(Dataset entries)
Start of Block

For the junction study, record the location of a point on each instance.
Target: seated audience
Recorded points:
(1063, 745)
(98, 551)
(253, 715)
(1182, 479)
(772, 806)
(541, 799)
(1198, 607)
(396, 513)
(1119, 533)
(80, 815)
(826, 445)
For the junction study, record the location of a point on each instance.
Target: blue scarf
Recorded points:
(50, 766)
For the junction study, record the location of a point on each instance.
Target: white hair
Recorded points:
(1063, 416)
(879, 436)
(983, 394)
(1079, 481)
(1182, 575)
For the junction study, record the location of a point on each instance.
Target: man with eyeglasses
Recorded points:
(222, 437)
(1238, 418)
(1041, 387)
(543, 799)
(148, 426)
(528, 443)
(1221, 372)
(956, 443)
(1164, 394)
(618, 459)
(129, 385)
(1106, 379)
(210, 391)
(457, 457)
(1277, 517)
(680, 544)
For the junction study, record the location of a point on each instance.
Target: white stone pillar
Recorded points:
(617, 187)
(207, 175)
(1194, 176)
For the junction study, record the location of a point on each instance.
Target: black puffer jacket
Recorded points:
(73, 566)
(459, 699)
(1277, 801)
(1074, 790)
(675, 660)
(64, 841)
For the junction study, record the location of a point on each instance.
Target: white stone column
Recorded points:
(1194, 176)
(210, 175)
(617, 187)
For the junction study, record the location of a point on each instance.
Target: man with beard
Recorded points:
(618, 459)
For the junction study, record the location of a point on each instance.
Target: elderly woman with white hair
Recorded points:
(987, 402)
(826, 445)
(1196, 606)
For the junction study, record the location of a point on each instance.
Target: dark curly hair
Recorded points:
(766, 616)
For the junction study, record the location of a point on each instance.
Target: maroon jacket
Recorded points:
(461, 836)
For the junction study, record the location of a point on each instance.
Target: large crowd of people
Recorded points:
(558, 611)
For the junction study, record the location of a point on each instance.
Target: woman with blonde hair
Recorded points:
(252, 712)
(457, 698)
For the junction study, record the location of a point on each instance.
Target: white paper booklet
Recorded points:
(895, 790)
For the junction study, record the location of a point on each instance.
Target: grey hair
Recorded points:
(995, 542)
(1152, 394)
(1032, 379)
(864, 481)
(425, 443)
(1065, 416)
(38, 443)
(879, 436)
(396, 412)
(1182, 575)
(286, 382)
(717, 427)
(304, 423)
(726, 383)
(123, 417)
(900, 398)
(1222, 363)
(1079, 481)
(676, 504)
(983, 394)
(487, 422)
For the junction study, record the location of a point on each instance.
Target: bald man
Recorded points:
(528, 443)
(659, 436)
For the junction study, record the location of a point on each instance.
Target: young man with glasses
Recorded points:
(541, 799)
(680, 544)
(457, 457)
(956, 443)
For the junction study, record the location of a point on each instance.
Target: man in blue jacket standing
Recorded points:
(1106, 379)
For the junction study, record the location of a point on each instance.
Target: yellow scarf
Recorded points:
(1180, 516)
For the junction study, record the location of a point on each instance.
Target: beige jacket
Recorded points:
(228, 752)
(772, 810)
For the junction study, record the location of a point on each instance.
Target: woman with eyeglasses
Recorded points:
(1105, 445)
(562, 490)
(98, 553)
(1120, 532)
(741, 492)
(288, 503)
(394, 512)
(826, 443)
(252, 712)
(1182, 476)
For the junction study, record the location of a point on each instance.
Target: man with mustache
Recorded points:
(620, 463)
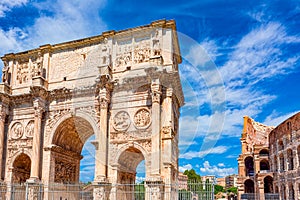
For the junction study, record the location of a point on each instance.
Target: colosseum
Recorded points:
(269, 162)
(255, 178)
(285, 157)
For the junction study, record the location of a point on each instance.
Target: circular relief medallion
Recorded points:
(29, 129)
(121, 121)
(16, 130)
(142, 118)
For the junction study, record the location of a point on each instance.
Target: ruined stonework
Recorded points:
(255, 176)
(123, 87)
(285, 157)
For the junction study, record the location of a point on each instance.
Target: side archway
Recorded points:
(268, 184)
(21, 168)
(249, 186)
(67, 140)
(127, 159)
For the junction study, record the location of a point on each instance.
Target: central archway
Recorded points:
(68, 140)
(249, 186)
(21, 168)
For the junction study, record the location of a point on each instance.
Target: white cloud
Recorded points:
(257, 56)
(275, 118)
(219, 171)
(7, 5)
(221, 165)
(69, 20)
(185, 167)
(203, 153)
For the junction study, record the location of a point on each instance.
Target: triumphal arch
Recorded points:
(123, 87)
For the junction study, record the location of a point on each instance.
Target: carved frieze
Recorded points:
(23, 72)
(5, 72)
(99, 193)
(64, 172)
(142, 118)
(121, 121)
(37, 65)
(29, 129)
(156, 44)
(17, 130)
(142, 52)
(55, 115)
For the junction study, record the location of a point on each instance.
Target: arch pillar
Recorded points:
(3, 113)
(101, 185)
(38, 105)
(155, 136)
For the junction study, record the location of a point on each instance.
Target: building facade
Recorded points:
(122, 87)
(285, 157)
(254, 176)
(221, 182)
(231, 181)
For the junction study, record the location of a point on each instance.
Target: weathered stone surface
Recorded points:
(123, 87)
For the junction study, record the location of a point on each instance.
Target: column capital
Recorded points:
(104, 98)
(39, 107)
(169, 92)
(3, 111)
(156, 91)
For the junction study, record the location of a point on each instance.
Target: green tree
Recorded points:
(233, 190)
(192, 175)
(218, 188)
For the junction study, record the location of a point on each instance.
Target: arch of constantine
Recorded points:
(122, 87)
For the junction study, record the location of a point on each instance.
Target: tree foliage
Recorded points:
(232, 189)
(218, 188)
(192, 175)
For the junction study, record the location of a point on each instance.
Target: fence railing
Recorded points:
(135, 191)
(256, 196)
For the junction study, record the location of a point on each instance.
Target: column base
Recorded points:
(33, 189)
(154, 189)
(101, 190)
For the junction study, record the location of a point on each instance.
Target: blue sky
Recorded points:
(238, 59)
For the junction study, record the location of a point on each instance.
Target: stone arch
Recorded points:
(275, 164)
(68, 136)
(16, 154)
(290, 159)
(264, 152)
(21, 166)
(249, 186)
(268, 184)
(132, 150)
(249, 166)
(80, 114)
(264, 165)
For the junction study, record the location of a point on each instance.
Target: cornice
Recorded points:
(94, 40)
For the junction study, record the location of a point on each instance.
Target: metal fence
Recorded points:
(255, 196)
(135, 191)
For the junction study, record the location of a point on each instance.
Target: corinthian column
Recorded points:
(3, 111)
(155, 136)
(38, 105)
(101, 151)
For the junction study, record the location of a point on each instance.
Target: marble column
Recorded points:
(38, 105)
(101, 186)
(155, 136)
(101, 152)
(3, 112)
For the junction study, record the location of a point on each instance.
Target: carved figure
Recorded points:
(17, 130)
(121, 121)
(37, 66)
(29, 129)
(156, 44)
(142, 118)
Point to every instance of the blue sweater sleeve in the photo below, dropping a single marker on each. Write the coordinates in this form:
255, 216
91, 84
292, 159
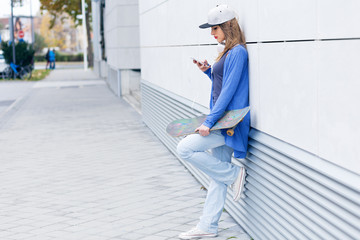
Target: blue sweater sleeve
208, 73
233, 68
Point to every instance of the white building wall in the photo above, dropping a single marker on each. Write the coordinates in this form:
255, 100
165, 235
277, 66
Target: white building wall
304, 58
122, 34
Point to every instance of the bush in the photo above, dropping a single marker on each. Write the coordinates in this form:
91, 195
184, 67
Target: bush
24, 53
62, 57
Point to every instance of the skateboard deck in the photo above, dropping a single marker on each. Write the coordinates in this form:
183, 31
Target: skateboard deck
230, 120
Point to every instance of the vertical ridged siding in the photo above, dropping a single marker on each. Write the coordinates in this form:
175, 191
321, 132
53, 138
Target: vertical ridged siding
290, 193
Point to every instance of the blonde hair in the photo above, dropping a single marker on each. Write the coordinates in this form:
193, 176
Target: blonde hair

End of Block

■ What is needed ■
Select every line above that contains the word "pillar", and copy it.

■ Response ■
Target: white stone pillar
Target: arch pillar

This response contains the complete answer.